───── MATERIAL PROVIDED

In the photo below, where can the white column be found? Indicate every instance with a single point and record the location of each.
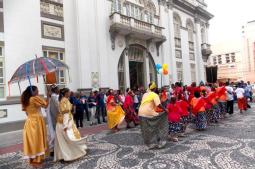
(165, 53)
(147, 69)
(172, 58)
(185, 57)
(126, 64)
(199, 61)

──────────

Return each of the lines exactly as they appear above, with no images.

* EXPECTED OUTPUT
In the photo below, where can the white column be found? Indicate every instance with a single point and record the location of each.
(165, 53)
(147, 69)
(172, 58)
(185, 57)
(126, 64)
(199, 61)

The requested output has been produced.